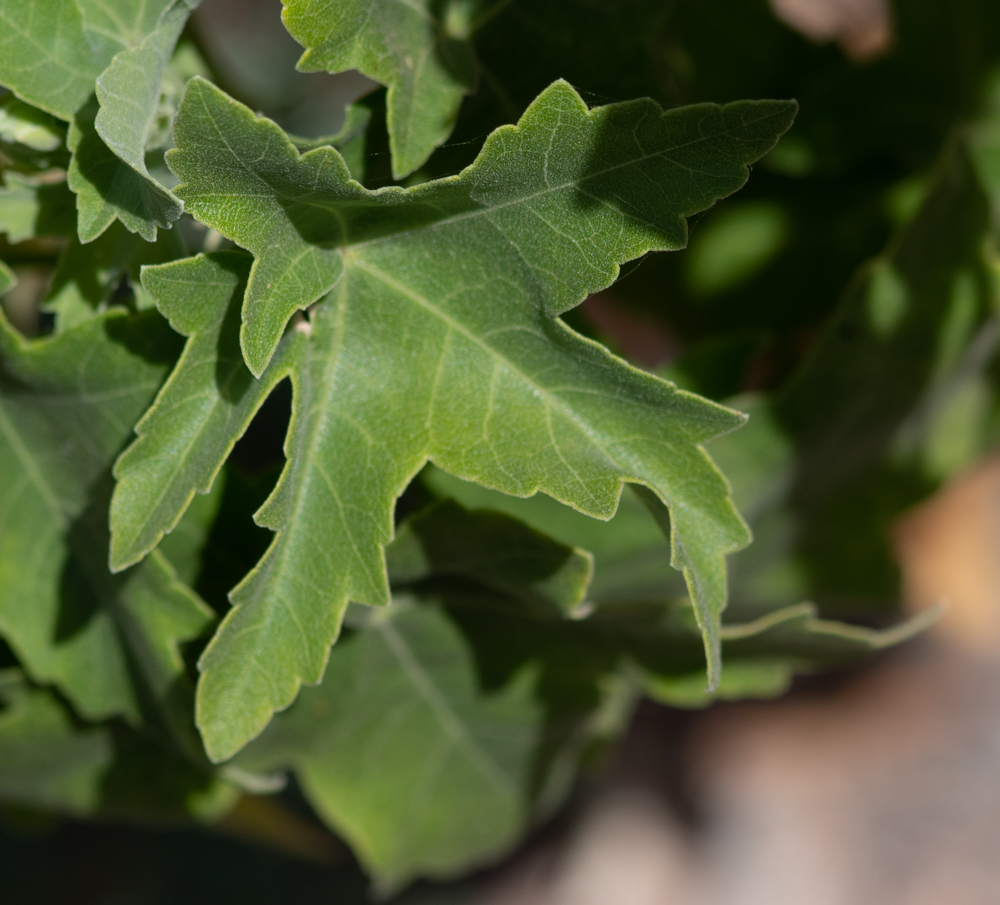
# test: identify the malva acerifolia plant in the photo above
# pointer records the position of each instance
(432, 669)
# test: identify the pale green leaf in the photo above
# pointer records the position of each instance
(423, 58)
(405, 755)
(108, 169)
(494, 550)
(90, 278)
(66, 407)
(58, 51)
(451, 288)
(202, 409)
(23, 124)
(632, 555)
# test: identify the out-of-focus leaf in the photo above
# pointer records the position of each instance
(108, 642)
(419, 50)
(891, 401)
(30, 208)
(494, 550)
(54, 54)
(47, 761)
(90, 278)
(7, 278)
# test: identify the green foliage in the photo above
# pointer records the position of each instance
(289, 397)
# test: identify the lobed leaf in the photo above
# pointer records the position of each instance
(108, 642)
(52, 55)
(451, 288)
(47, 761)
(405, 755)
(424, 59)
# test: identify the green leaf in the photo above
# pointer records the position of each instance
(29, 208)
(631, 553)
(866, 428)
(47, 761)
(473, 371)
(494, 550)
(203, 408)
(423, 58)
(23, 124)
(405, 755)
(108, 642)
(90, 278)
(52, 762)
(7, 279)
(124, 48)
(108, 136)
(50, 54)
(539, 192)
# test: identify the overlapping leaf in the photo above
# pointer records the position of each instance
(54, 52)
(432, 741)
(423, 57)
(877, 416)
(108, 642)
(404, 755)
(47, 762)
(438, 342)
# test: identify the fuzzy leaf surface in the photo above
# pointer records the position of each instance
(51, 54)
(200, 412)
(426, 63)
(108, 642)
(451, 288)
(403, 752)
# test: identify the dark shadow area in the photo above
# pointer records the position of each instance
(95, 864)
(232, 376)
(148, 335)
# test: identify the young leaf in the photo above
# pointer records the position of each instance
(202, 409)
(66, 407)
(108, 168)
(52, 53)
(404, 754)
(426, 62)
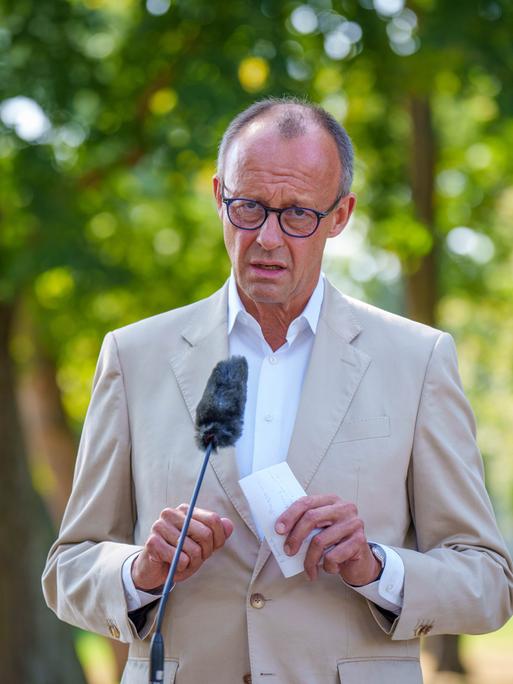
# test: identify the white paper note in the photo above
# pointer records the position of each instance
(269, 492)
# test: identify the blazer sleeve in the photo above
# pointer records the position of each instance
(459, 579)
(82, 580)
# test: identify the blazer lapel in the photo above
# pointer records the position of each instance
(205, 343)
(334, 373)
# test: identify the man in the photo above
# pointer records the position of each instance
(366, 407)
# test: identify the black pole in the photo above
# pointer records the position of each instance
(157, 642)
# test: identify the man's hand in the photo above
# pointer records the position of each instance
(349, 554)
(207, 533)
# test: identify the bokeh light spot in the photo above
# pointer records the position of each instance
(163, 101)
(253, 73)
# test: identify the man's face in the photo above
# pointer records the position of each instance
(271, 268)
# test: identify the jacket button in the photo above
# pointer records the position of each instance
(423, 630)
(114, 631)
(257, 601)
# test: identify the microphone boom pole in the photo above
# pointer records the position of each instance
(219, 419)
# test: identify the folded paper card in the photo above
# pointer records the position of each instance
(270, 492)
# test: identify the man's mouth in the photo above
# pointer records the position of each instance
(268, 267)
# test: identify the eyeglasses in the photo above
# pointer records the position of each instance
(248, 214)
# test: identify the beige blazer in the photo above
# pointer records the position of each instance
(382, 422)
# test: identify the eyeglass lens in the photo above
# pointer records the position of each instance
(251, 215)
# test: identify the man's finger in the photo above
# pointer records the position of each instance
(316, 518)
(286, 521)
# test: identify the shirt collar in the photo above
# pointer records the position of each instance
(310, 314)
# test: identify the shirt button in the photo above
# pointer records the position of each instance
(257, 601)
(114, 631)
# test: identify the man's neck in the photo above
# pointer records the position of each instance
(274, 319)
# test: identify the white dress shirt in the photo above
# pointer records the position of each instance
(275, 381)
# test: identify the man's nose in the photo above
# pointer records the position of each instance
(270, 234)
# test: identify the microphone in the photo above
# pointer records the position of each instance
(219, 421)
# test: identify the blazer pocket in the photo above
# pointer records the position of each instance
(366, 428)
(137, 671)
(382, 670)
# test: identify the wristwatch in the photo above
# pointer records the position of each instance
(380, 556)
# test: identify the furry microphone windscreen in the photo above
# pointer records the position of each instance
(220, 412)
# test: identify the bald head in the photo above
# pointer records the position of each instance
(291, 118)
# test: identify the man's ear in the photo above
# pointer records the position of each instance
(342, 214)
(217, 187)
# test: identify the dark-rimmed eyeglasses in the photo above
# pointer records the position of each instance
(248, 214)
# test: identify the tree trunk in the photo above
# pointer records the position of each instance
(422, 293)
(421, 281)
(50, 441)
(35, 647)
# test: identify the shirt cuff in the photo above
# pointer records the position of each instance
(135, 598)
(388, 591)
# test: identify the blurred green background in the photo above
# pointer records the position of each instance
(110, 116)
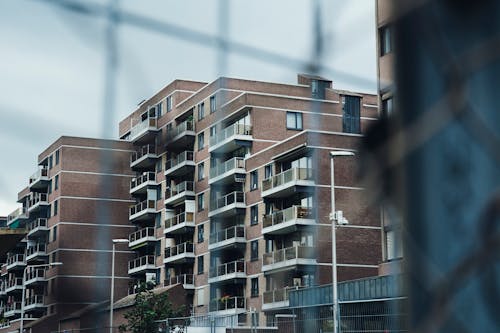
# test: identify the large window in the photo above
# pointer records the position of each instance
(294, 120)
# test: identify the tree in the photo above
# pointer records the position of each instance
(149, 307)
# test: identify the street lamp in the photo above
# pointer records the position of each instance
(335, 217)
(115, 241)
(21, 324)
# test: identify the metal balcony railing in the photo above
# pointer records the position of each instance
(228, 233)
(232, 130)
(287, 176)
(228, 199)
(180, 158)
(221, 168)
(288, 214)
(289, 253)
(145, 177)
(186, 247)
(237, 266)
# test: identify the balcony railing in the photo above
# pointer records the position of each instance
(221, 168)
(185, 217)
(184, 279)
(289, 253)
(229, 233)
(142, 179)
(285, 177)
(227, 303)
(237, 266)
(232, 130)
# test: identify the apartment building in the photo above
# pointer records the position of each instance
(73, 206)
(232, 191)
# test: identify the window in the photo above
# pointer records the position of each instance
(169, 103)
(201, 141)
(294, 120)
(201, 111)
(201, 232)
(385, 40)
(201, 202)
(201, 171)
(201, 264)
(254, 250)
(255, 287)
(212, 104)
(351, 119)
(254, 215)
(254, 180)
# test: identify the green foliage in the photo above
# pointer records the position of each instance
(148, 308)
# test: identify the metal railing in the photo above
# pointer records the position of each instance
(141, 261)
(221, 168)
(288, 214)
(289, 253)
(286, 177)
(187, 185)
(186, 247)
(228, 199)
(228, 233)
(234, 129)
(237, 266)
(146, 204)
(145, 177)
(180, 158)
(182, 279)
(143, 233)
(179, 218)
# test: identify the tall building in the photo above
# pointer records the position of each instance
(74, 205)
(232, 190)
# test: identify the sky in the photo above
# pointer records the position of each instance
(53, 62)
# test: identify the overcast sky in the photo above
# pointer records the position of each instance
(53, 63)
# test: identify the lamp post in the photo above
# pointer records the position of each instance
(335, 217)
(115, 241)
(21, 324)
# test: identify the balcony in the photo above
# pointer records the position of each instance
(180, 165)
(12, 309)
(288, 182)
(36, 253)
(142, 211)
(288, 258)
(228, 171)
(181, 136)
(179, 254)
(228, 271)
(179, 224)
(179, 192)
(141, 237)
(231, 138)
(39, 181)
(144, 131)
(16, 217)
(287, 220)
(277, 298)
(228, 305)
(227, 205)
(37, 228)
(35, 276)
(16, 261)
(187, 281)
(144, 158)
(38, 202)
(141, 265)
(14, 284)
(231, 237)
(34, 303)
(139, 185)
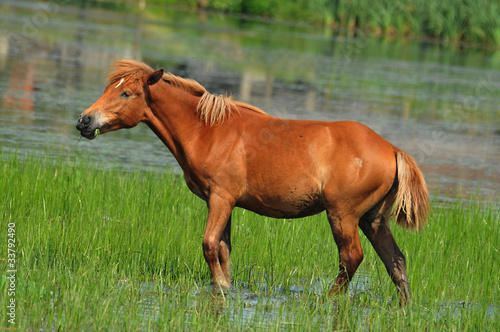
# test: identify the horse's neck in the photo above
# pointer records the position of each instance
(173, 119)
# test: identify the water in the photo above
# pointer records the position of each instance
(439, 103)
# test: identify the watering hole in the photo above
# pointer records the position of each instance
(439, 103)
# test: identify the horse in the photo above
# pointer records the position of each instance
(234, 154)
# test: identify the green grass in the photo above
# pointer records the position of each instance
(476, 21)
(107, 250)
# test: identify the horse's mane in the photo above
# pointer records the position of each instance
(212, 109)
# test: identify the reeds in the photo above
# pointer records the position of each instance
(473, 21)
(112, 250)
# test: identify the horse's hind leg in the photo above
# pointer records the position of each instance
(375, 225)
(345, 233)
(225, 251)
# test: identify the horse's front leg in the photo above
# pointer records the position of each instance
(216, 241)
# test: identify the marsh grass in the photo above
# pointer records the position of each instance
(103, 249)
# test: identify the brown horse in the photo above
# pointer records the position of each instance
(234, 154)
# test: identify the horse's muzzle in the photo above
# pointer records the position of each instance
(85, 125)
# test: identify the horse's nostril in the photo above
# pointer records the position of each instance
(84, 121)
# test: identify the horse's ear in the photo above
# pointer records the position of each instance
(155, 77)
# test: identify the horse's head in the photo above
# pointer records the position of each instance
(122, 105)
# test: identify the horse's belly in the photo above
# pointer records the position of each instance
(290, 206)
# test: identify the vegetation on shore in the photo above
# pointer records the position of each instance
(96, 246)
(472, 21)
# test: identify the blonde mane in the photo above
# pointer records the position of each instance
(212, 109)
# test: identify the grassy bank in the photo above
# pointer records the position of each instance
(450, 20)
(107, 250)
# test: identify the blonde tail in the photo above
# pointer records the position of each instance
(412, 198)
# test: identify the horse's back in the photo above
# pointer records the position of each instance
(298, 166)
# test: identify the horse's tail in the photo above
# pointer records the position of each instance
(412, 198)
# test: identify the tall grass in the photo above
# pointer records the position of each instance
(110, 250)
(476, 21)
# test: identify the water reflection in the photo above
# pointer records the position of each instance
(441, 104)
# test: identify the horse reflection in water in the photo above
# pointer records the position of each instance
(234, 154)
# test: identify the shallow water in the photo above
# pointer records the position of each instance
(441, 104)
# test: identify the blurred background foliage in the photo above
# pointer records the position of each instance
(467, 21)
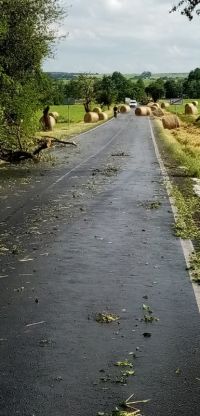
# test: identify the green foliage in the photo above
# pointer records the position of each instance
(26, 38)
(185, 226)
(82, 88)
(156, 90)
(173, 88)
(195, 267)
(106, 93)
(146, 75)
(189, 6)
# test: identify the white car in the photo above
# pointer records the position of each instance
(133, 103)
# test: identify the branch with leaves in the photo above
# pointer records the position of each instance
(188, 7)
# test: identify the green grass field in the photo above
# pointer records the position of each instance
(70, 121)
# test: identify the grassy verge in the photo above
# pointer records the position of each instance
(183, 145)
(180, 150)
(70, 122)
(187, 206)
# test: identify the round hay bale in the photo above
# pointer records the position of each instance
(143, 111)
(190, 109)
(48, 122)
(150, 104)
(124, 108)
(156, 105)
(158, 112)
(103, 116)
(164, 105)
(54, 114)
(91, 117)
(170, 122)
(97, 110)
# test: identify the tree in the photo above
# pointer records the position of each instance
(120, 85)
(82, 88)
(145, 75)
(155, 90)
(192, 84)
(188, 7)
(173, 88)
(26, 38)
(105, 91)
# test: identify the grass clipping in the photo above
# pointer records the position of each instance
(185, 226)
(195, 267)
(106, 318)
(128, 408)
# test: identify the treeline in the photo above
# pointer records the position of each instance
(115, 87)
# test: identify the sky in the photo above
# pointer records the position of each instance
(130, 36)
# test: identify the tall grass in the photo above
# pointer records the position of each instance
(185, 153)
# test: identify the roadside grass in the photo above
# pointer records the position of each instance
(180, 108)
(185, 226)
(195, 267)
(183, 145)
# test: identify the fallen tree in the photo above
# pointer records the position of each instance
(17, 156)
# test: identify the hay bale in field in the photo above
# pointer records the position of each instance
(48, 122)
(143, 111)
(54, 114)
(158, 112)
(150, 104)
(170, 122)
(124, 108)
(190, 109)
(103, 116)
(154, 105)
(97, 110)
(164, 105)
(91, 117)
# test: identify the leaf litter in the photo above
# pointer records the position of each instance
(106, 317)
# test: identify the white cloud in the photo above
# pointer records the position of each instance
(127, 35)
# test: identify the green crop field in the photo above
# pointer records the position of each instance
(70, 121)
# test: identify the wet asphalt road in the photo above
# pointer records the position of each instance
(114, 254)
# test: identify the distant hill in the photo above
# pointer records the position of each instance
(73, 75)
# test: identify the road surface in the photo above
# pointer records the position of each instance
(92, 236)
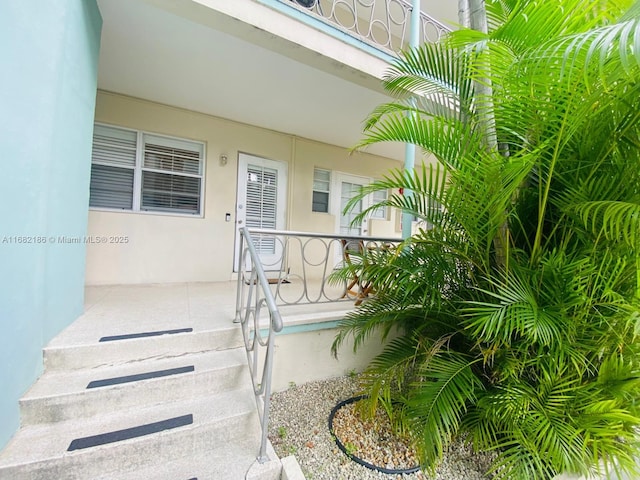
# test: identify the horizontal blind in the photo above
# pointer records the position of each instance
(172, 155)
(262, 197)
(113, 160)
(111, 187)
(172, 193)
(171, 175)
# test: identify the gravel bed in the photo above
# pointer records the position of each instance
(299, 426)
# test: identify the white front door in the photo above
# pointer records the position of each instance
(261, 202)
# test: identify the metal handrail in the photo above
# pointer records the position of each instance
(255, 294)
(252, 333)
(381, 23)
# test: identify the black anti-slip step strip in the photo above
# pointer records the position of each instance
(139, 376)
(127, 433)
(145, 334)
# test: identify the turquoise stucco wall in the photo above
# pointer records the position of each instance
(49, 61)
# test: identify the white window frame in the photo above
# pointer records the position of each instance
(327, 191)
(381, 213)
(139, 168)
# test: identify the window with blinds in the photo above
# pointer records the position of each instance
(380, 212)
(143, 172)
(321, 190)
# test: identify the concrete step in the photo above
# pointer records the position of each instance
(220, 464)
(225, 429)
(60, 396)
(127, 350)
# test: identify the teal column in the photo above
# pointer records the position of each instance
(49, 51)
(410, 149)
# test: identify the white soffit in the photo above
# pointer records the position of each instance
(159, 55)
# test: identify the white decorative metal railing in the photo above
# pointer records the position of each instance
(300, 265)
(382, 23)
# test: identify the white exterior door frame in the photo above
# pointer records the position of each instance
(261, 203)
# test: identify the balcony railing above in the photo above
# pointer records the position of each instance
(382, 23)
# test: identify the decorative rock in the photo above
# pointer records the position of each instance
(299, 415)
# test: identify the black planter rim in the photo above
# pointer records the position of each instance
(391, 471)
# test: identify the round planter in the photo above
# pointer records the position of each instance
(353, 457)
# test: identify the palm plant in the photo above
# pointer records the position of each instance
(517, 310)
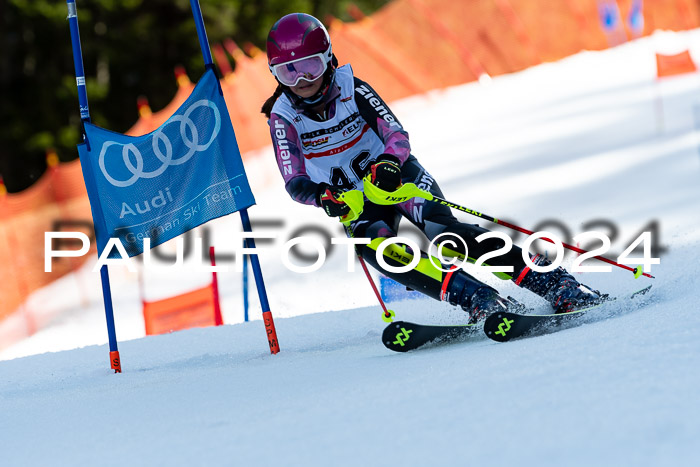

------------------------------------------------------------------------

WHAT THE TASK ASKS: Tally the lines in the listing above that contain the string "frame" and give only the number.

REPLY TO THE TASK: 2